Region pointing data:
►

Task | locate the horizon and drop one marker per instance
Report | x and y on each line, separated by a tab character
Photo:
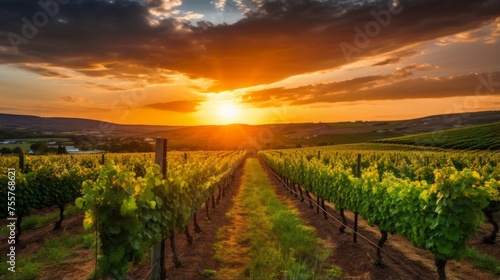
261	124
256	62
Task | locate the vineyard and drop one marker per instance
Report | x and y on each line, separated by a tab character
125	197
435	200
481	137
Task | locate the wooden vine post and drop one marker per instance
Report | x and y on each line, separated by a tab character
358	174
158	251
21	161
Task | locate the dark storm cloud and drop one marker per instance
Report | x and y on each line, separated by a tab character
43	71
180	106
386	87
276	40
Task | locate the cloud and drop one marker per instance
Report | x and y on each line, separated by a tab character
379	87
387	61
104	86
276	39
75	100
43	71
180	106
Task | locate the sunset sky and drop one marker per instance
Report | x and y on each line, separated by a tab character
190	62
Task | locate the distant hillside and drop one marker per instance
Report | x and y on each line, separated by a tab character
43	126
481	137
214	137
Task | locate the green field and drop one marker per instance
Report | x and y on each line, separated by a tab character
481	137
25	147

◄

EXERCISE DETAILS:
Leave out the pictures and copy every record above exactly.

SOLVED PROBLEM:
Task | locate the horizon and drop one marker per instance
Report | x and y on each line, separated by a tab character
Photo:
261	124
256	62
Task | locate the vineyard and drop one marker per instance
Report | x and y on each line, separated by a tab character
125	197
435	200
481	137
Task | locate the wooden vine post and drop one marker per instance
Report | x and y on each line, separated by a tab character
358	174
158	251
21	161
Task | locate the dark storm cloud and drop one marker per instance
Report | x and y on each line, separated by a tab character
43	71
180	106
386	87
276	40
Task | locate the cloud and drop one marker per instance
Report | x and y on each line, separated by a tab character
379	87
387	61
104	86
276	39
75	100
43	71
180	106
Task | locate the sunset sky and drop one marker per instance
Report | x and y on each line, separated by a tab character
190	62
Task | locate the distant hillside and drop one marker per instance
Report | x and y on each line, separated by a tab character
43	126
481	137
214	137
Task | locate the green field and drop one marker per instance
Report | x and y on each line, separated by a tab character
481	137
25	147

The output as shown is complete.